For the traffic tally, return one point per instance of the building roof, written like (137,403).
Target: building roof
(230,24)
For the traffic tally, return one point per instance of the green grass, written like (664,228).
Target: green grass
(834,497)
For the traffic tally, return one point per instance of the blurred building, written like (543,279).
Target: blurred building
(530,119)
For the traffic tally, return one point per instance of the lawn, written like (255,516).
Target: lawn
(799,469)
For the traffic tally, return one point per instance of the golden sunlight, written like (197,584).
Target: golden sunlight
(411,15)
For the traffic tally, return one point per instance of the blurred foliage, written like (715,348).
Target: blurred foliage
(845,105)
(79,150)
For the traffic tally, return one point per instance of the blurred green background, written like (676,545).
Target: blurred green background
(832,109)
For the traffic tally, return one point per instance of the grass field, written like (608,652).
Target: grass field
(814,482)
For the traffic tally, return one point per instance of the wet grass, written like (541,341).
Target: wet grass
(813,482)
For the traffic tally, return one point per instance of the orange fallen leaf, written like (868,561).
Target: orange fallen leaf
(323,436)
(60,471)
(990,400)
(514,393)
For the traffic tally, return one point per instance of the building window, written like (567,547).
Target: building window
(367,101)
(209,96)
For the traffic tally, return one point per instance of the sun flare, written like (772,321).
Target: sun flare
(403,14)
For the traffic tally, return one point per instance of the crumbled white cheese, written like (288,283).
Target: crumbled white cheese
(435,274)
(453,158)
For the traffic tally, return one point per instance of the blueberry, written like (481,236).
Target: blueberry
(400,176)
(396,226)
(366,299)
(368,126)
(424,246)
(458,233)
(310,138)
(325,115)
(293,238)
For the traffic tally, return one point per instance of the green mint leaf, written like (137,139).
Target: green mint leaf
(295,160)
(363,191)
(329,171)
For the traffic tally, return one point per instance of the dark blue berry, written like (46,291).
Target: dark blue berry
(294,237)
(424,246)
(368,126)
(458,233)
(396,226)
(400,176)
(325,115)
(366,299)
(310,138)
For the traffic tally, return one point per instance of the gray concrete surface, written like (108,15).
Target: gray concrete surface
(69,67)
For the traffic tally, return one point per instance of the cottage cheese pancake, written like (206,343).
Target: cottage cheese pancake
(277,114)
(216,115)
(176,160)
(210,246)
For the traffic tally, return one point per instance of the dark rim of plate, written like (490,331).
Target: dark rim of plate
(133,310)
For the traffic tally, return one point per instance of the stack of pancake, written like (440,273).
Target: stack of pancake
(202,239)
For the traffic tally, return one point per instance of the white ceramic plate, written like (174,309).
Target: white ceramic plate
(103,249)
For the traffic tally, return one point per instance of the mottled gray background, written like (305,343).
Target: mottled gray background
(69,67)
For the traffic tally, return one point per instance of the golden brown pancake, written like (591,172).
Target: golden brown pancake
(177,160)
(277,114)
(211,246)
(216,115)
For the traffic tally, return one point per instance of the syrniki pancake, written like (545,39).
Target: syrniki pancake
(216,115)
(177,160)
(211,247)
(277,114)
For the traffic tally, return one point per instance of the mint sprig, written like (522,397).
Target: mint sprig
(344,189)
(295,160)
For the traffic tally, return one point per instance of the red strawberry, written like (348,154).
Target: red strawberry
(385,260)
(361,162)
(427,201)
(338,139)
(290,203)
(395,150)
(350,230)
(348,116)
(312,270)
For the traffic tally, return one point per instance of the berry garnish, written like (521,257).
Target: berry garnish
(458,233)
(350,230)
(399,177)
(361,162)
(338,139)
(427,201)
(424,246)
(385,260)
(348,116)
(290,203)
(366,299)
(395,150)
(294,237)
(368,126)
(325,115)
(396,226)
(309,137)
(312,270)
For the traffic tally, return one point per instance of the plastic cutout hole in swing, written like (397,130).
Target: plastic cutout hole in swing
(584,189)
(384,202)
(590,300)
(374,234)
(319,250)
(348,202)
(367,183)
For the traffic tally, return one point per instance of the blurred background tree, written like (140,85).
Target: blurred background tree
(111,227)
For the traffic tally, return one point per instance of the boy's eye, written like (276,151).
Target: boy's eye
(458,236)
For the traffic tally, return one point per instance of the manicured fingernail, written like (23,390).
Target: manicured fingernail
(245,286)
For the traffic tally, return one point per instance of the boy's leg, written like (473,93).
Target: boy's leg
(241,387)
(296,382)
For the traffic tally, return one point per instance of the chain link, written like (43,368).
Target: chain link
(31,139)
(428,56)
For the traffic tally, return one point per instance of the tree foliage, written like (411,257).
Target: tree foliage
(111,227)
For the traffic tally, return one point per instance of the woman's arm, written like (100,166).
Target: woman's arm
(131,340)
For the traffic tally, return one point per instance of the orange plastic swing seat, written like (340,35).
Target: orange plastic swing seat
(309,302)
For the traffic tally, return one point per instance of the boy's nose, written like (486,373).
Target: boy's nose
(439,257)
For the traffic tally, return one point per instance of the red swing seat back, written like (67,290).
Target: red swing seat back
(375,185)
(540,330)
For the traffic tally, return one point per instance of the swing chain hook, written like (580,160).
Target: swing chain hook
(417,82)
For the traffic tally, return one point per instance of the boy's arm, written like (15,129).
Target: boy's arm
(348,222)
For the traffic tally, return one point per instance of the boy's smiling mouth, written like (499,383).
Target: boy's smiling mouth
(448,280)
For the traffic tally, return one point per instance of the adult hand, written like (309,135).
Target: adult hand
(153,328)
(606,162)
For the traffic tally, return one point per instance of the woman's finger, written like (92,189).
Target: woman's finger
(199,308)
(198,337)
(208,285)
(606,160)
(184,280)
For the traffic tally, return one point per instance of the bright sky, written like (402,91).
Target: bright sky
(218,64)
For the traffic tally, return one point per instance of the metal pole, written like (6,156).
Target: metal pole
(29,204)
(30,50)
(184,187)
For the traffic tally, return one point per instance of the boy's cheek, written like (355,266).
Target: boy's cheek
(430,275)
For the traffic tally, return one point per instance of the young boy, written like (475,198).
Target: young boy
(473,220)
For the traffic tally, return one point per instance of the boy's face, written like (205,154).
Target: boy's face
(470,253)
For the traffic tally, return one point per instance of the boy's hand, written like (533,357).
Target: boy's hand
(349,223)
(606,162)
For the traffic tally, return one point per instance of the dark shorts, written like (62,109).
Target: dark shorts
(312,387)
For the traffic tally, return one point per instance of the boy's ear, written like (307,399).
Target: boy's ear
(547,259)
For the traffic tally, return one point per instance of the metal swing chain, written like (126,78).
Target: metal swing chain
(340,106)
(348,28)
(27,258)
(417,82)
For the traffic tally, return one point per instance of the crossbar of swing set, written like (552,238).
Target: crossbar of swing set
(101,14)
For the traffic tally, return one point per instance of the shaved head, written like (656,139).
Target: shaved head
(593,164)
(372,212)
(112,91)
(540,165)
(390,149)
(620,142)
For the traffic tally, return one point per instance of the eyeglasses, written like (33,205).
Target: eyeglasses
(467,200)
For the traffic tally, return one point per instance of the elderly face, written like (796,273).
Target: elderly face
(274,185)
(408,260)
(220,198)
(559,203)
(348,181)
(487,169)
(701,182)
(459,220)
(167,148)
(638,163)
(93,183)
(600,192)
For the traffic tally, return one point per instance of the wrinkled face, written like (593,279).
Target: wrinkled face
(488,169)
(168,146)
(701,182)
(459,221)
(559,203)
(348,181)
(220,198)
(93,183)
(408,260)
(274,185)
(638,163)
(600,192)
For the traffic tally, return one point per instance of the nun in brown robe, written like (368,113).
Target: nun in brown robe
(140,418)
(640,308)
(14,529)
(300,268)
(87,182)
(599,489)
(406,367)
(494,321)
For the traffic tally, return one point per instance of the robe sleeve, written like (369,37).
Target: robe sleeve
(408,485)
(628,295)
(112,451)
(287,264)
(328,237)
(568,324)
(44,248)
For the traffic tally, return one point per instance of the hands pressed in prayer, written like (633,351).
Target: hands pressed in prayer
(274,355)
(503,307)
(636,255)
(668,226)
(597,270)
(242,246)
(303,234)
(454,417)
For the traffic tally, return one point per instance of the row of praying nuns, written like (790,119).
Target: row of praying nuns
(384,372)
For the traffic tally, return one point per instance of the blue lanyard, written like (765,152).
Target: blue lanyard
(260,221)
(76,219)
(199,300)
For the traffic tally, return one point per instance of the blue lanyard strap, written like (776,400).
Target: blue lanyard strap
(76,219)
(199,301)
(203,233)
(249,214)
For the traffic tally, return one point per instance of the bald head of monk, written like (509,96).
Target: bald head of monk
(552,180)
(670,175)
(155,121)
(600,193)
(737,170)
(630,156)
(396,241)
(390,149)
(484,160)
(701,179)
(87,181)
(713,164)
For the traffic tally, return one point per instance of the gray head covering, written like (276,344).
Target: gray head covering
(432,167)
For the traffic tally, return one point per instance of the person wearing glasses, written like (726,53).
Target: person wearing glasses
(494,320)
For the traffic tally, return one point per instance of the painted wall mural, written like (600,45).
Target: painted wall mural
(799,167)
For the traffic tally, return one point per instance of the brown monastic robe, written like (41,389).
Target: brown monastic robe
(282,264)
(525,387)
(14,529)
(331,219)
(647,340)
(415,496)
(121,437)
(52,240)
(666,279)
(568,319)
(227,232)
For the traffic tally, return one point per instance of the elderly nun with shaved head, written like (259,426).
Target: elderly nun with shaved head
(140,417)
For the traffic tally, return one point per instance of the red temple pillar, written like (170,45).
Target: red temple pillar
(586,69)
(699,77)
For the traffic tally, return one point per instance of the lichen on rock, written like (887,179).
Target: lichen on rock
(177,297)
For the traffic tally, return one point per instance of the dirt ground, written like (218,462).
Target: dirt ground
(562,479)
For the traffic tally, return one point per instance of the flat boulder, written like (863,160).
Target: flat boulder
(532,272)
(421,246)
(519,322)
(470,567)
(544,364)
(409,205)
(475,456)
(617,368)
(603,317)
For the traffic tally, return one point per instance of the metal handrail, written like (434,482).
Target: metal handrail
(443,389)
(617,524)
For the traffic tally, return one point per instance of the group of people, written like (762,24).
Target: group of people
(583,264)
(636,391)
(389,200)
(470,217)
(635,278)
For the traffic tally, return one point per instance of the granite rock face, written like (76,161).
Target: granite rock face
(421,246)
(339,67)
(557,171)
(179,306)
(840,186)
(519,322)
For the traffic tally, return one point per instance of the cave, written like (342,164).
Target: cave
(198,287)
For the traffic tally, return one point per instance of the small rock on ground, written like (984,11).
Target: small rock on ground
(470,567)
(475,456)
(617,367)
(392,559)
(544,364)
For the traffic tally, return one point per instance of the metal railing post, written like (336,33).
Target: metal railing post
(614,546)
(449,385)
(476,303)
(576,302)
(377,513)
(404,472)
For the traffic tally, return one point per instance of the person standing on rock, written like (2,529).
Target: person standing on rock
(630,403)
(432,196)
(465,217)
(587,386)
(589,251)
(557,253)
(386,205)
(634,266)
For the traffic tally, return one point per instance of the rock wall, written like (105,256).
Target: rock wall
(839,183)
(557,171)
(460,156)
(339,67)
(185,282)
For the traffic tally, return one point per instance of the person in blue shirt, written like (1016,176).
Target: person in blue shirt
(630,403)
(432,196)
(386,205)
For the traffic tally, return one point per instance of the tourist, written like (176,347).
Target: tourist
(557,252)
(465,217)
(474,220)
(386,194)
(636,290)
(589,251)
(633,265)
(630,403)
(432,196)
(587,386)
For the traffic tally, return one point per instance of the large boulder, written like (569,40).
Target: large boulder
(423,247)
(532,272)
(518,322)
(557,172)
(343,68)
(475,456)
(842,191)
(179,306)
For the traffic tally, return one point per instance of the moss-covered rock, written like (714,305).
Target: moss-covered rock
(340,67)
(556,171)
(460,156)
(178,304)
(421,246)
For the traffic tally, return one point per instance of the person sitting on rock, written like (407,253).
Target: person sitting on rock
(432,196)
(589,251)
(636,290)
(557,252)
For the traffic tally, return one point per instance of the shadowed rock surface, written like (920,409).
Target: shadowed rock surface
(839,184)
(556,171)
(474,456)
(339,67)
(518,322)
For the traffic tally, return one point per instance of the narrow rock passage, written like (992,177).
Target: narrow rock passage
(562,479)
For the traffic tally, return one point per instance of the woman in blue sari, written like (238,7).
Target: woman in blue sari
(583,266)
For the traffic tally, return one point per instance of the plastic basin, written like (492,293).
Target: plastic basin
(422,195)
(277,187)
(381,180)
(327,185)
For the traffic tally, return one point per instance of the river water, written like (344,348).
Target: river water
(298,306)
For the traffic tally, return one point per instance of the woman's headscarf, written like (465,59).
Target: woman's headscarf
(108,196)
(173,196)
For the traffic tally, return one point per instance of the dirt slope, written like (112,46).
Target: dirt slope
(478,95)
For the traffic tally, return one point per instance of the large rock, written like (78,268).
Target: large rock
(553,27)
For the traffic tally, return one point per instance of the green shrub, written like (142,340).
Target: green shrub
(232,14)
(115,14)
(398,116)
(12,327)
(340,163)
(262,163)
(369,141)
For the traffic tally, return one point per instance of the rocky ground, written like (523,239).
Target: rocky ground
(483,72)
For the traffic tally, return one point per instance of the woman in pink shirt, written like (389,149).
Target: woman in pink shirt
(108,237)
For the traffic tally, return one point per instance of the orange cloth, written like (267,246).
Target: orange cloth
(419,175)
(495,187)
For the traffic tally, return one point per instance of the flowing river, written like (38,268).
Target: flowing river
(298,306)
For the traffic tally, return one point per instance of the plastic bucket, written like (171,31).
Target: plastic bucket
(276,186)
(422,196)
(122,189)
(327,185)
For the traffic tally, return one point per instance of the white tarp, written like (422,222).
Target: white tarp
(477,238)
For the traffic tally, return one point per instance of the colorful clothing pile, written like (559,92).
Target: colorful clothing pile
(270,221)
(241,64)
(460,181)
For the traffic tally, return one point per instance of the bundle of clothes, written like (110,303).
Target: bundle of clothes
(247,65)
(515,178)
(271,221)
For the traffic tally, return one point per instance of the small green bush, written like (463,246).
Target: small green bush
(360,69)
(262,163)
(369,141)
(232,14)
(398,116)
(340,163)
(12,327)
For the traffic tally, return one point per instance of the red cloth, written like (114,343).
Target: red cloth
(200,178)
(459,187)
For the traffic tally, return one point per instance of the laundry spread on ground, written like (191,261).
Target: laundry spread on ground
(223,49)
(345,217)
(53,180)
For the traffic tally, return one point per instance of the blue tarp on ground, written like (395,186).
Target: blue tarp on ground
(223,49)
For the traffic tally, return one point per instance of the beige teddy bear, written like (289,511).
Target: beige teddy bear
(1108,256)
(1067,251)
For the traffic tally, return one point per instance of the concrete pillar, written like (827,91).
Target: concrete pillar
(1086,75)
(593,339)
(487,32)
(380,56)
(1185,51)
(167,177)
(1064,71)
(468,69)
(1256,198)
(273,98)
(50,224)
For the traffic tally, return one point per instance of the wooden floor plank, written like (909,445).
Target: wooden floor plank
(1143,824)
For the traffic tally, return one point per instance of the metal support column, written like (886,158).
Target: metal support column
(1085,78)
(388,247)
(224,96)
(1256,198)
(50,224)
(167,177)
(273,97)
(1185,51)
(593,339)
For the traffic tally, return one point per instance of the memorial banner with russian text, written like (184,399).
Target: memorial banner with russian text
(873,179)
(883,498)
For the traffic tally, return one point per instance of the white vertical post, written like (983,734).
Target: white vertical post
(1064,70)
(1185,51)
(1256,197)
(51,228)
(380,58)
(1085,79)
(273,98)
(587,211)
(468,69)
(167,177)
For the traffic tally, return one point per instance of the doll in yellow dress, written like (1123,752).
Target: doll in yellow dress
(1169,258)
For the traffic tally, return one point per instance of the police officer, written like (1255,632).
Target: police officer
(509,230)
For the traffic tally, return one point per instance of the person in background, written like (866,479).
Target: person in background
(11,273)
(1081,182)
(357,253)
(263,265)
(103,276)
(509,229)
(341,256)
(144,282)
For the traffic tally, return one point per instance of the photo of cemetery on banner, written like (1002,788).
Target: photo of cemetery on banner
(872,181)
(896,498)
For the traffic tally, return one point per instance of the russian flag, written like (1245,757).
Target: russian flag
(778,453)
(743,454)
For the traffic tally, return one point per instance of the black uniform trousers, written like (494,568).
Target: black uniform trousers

++++++++++

** REQUIREMENTS **
With both ends included, please retype exactly the lines from the line containing "written like (1255,632)." to the final line of the data.

** COMPLETE OUTPUT **
For the traffic tally, return one point per instance of the police officer, written like (1255,632).
Target: police officer
(509,230)
For the traffic tally, return one point per instance of the person in background, written like (866,479).
Target: person in background
(11,273)
(1081,182)
(357,253)
(263,265)
(103,276)
(509,229)
(341,256)
(144,282)
For the traffic tally, return one point per instance of the photo of cemetery on banner, written like (1002,788).
Target: photo of cemetery on banner
(872,181)
(896,498)
For the traffic tally, return one point per instance of the russian flag, written like (1245,757).
Target: russian flag
(778,453)
(743,454)
For the traffic tally, return one point per instance of the black uniform trousers, written like (494,568).
Target: black uniform trousers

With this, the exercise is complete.